(What you should do)
After locating the line with "positive clicks: (804, 312)" in the data that follows, return it and every later line exactly, up to and including the line with "positive clicks: (821, 272)".

** Opening The records block **

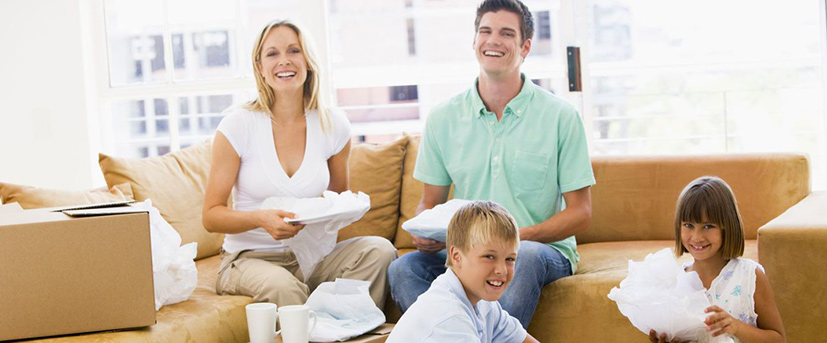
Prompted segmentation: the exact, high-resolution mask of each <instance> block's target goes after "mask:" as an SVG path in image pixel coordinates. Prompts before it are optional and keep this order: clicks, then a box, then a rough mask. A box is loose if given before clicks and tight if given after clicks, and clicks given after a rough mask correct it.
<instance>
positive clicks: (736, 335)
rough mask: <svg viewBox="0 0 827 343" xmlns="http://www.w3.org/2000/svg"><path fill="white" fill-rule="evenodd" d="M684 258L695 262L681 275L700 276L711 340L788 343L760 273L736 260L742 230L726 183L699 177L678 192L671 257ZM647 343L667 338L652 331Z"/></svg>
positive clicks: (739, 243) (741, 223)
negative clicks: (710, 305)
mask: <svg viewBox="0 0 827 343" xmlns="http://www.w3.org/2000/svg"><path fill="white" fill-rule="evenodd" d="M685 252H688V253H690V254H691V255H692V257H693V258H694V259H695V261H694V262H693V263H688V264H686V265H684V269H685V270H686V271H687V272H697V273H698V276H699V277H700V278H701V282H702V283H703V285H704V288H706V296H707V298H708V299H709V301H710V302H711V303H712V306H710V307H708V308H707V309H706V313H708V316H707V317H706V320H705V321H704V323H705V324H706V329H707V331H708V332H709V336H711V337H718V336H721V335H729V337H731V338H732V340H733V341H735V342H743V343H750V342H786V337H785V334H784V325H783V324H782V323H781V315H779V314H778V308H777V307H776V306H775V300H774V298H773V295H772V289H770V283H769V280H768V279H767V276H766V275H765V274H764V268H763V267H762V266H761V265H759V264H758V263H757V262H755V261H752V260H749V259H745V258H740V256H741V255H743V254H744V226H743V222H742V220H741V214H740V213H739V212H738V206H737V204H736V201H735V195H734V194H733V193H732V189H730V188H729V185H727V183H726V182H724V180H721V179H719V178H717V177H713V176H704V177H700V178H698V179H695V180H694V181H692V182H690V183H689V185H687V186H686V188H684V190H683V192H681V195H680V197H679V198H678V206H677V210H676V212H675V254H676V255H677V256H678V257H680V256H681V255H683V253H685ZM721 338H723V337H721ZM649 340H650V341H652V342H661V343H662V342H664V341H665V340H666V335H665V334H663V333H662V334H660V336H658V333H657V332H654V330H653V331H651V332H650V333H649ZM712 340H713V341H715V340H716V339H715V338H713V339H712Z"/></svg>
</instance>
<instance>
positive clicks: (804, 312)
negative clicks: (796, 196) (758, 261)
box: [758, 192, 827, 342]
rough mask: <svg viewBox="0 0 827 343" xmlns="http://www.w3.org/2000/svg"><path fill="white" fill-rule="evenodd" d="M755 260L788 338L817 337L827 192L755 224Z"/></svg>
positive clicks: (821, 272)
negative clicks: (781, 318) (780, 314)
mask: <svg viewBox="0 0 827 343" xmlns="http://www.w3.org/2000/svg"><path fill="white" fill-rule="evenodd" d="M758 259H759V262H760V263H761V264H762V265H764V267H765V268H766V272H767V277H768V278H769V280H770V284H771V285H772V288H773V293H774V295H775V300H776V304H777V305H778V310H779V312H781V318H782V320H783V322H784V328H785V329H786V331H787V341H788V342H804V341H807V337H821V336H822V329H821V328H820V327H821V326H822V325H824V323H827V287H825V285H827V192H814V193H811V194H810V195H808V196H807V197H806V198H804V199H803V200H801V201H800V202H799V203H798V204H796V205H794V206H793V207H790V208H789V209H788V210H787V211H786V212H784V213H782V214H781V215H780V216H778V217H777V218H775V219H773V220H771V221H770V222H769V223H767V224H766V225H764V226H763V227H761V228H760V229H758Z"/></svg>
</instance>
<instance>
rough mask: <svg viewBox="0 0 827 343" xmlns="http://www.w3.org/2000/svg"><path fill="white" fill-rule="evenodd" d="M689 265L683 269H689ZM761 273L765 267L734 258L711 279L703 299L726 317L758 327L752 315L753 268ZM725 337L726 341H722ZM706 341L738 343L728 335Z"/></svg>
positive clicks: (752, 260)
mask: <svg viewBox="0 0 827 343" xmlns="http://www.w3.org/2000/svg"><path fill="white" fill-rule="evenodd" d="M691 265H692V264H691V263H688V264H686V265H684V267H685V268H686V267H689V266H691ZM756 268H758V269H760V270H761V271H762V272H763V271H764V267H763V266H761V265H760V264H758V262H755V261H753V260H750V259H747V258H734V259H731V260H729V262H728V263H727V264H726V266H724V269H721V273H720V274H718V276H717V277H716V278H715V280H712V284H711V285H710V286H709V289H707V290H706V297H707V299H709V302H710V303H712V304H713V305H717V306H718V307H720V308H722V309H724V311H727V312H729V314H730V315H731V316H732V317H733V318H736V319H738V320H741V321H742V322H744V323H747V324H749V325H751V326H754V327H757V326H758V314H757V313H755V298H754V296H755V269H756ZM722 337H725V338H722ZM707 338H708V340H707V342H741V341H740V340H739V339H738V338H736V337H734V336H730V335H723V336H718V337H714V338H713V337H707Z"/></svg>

** Closing The records block **
** Opening The records block **

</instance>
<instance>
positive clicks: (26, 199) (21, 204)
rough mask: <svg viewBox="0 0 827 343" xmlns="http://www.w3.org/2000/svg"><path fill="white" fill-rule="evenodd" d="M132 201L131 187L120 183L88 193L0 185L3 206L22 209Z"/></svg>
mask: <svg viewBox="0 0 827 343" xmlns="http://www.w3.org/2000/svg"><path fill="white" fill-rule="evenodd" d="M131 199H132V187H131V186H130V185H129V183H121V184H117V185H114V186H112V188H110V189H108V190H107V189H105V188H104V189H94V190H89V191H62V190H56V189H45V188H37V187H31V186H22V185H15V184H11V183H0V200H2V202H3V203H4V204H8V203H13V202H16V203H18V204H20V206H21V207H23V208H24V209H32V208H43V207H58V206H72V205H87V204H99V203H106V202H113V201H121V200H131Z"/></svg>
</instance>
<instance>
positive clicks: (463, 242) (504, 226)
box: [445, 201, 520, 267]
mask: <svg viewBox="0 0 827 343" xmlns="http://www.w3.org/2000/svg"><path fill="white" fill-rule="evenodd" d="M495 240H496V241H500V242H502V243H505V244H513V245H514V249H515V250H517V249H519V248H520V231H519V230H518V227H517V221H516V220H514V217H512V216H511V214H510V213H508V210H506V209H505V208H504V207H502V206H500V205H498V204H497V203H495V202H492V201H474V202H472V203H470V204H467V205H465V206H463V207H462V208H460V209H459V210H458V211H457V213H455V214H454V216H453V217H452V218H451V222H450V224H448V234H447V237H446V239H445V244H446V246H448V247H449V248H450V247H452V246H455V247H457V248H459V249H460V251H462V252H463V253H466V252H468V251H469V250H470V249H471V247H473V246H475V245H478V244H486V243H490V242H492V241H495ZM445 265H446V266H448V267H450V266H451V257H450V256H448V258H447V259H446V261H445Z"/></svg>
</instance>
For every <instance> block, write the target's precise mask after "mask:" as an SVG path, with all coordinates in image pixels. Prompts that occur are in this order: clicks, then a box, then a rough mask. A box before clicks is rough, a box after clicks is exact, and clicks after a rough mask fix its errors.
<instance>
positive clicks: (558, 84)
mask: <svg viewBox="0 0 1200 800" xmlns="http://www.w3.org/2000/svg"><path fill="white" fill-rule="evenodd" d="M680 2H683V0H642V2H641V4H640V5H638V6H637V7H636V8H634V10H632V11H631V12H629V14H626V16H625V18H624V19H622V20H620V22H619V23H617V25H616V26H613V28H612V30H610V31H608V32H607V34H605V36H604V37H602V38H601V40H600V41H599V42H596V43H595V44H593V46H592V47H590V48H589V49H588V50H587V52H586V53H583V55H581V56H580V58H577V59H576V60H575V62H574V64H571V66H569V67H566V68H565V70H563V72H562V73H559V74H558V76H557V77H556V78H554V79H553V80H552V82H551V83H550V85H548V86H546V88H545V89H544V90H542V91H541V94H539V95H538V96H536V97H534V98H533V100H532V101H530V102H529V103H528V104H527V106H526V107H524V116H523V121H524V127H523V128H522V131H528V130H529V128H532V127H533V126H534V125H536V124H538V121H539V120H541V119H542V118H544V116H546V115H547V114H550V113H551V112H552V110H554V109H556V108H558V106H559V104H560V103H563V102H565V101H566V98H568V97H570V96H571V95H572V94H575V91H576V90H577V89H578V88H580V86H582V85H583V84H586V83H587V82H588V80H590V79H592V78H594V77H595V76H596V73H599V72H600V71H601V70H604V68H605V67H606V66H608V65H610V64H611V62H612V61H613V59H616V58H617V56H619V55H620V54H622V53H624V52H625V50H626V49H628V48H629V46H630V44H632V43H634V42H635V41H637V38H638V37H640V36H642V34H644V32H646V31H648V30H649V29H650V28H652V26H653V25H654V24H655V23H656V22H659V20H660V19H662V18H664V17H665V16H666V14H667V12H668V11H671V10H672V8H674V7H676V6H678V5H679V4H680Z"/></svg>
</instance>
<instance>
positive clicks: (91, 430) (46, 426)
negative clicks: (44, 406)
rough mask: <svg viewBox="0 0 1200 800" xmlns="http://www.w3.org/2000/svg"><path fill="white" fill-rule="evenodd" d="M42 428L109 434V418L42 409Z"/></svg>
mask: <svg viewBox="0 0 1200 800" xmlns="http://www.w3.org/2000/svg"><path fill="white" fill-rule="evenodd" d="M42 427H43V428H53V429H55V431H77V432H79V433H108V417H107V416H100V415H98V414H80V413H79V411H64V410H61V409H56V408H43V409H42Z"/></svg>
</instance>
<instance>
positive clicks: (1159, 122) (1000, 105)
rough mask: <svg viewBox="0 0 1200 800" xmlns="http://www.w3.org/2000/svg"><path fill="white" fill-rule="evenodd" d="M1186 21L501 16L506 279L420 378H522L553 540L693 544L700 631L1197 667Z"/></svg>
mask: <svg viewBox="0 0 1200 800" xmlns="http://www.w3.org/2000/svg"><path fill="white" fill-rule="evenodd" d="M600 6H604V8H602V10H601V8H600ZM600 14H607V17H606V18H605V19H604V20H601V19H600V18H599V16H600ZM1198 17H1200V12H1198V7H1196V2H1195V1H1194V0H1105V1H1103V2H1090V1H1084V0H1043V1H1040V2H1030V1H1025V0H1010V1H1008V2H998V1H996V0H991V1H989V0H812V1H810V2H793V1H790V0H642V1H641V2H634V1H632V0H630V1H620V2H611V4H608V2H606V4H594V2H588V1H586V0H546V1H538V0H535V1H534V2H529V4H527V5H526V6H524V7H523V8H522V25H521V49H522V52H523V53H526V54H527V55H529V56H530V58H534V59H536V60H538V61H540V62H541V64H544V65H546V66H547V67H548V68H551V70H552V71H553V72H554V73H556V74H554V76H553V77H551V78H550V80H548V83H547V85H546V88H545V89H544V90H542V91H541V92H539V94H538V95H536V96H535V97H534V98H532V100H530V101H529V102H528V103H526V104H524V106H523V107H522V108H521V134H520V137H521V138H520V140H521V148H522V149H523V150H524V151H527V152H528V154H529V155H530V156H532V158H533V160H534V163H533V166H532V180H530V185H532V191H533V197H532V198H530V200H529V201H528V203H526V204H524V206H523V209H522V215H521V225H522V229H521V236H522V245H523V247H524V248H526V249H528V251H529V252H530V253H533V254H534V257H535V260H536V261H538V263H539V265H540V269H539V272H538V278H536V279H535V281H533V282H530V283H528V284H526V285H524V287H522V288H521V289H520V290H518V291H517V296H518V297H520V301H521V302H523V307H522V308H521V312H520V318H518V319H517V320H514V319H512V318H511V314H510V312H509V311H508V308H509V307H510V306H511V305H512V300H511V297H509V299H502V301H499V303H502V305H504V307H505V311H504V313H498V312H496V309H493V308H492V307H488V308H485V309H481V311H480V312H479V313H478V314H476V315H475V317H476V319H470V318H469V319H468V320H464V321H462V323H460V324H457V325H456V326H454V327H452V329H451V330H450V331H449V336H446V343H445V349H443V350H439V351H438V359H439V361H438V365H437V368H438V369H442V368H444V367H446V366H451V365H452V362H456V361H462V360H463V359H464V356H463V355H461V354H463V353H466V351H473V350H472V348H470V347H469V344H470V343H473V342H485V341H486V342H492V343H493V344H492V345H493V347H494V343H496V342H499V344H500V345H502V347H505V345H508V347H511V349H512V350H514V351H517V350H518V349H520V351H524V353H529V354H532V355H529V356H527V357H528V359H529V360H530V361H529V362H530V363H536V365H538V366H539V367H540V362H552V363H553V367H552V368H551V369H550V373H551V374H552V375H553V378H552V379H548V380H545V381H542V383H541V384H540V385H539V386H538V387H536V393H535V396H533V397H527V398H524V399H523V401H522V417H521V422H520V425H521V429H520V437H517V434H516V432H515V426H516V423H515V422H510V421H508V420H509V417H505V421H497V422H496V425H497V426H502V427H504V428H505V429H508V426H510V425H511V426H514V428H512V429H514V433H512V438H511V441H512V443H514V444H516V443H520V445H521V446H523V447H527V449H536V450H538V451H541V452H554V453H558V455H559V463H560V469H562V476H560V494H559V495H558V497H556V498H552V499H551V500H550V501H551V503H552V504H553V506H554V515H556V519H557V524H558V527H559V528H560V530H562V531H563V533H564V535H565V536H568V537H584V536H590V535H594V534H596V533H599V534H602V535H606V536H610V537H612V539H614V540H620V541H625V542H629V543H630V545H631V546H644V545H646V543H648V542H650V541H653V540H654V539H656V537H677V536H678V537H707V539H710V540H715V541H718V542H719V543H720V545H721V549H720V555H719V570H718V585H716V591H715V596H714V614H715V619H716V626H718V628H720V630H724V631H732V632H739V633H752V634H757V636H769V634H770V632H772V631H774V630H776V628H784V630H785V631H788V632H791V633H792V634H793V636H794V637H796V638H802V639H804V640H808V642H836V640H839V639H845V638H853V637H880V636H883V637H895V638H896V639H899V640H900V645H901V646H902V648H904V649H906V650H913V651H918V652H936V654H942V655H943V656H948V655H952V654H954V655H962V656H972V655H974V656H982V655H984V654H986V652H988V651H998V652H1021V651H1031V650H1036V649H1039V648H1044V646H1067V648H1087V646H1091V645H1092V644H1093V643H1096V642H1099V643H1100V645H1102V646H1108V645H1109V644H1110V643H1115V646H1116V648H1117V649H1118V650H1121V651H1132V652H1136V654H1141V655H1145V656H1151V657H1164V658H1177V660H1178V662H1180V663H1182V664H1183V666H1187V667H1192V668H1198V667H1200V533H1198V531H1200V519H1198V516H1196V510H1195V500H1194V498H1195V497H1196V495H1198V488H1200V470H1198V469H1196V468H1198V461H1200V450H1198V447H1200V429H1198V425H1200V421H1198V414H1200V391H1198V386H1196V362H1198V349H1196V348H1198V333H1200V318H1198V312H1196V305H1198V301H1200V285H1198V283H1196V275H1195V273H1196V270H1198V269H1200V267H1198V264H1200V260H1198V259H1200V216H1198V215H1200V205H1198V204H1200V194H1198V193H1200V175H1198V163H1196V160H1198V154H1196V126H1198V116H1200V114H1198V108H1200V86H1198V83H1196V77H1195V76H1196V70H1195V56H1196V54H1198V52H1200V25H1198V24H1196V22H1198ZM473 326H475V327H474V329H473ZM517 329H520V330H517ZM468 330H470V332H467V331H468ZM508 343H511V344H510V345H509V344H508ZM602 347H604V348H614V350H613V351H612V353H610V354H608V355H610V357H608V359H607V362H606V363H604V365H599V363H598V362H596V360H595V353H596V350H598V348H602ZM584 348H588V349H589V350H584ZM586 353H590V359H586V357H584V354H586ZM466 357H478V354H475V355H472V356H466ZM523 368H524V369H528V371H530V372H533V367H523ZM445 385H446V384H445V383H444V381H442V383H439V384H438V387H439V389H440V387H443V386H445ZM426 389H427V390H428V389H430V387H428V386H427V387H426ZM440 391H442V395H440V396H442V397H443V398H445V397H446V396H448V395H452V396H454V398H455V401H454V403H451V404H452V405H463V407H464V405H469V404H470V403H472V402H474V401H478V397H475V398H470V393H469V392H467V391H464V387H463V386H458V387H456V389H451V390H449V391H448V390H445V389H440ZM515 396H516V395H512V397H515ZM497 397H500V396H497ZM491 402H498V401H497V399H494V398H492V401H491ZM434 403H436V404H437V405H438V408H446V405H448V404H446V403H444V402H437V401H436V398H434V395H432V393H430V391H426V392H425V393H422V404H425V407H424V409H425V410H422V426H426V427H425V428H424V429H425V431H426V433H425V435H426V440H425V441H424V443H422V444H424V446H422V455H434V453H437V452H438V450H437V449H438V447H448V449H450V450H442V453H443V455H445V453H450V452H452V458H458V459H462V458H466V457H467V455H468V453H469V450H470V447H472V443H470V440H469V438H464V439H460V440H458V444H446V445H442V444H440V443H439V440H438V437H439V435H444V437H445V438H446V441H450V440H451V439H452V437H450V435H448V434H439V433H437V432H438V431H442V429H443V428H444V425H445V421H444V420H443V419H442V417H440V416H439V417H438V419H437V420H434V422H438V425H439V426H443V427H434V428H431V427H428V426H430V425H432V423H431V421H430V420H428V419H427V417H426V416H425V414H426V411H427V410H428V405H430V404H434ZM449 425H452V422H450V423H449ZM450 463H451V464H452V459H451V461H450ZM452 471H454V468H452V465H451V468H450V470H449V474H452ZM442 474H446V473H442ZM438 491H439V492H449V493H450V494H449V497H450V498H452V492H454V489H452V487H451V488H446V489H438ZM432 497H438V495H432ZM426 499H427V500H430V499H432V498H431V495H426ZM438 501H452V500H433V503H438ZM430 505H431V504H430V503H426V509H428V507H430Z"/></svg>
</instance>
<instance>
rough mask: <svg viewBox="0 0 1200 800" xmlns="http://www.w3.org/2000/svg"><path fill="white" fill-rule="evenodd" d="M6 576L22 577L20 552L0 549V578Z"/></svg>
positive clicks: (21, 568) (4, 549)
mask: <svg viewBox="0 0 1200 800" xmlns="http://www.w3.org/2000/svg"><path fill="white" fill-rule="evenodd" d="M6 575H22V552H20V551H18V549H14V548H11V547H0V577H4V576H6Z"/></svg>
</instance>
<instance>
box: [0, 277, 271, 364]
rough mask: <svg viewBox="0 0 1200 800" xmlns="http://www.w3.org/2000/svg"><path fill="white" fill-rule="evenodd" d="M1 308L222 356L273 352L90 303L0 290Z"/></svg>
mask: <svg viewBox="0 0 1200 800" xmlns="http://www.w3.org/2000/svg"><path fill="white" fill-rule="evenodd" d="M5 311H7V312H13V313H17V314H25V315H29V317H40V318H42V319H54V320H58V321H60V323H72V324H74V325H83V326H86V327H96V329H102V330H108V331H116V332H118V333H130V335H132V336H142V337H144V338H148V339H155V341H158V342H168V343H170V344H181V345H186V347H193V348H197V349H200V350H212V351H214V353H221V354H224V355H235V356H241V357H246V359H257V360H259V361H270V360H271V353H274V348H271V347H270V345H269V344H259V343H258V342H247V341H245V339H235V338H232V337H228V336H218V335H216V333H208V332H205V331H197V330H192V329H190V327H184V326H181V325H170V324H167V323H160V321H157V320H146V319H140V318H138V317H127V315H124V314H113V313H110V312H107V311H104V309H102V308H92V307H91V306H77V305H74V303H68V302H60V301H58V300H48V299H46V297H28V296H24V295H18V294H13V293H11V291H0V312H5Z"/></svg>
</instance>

** Closing The records block **

(Written answer)
positive clicks: (804, 312)
negative clicks: (796, 196) (758, 261)
box: [758, 192, 827, 342]
rough mask: <svg viewBox="0 0 827 343" xmlns="http://www.w3.org/2000/svg"><path fill="white" fill-rule="evenodd" d="M755 260L788 338L817 337L827 192L755 224Z"/></svg>
positive clicks: (821, 272)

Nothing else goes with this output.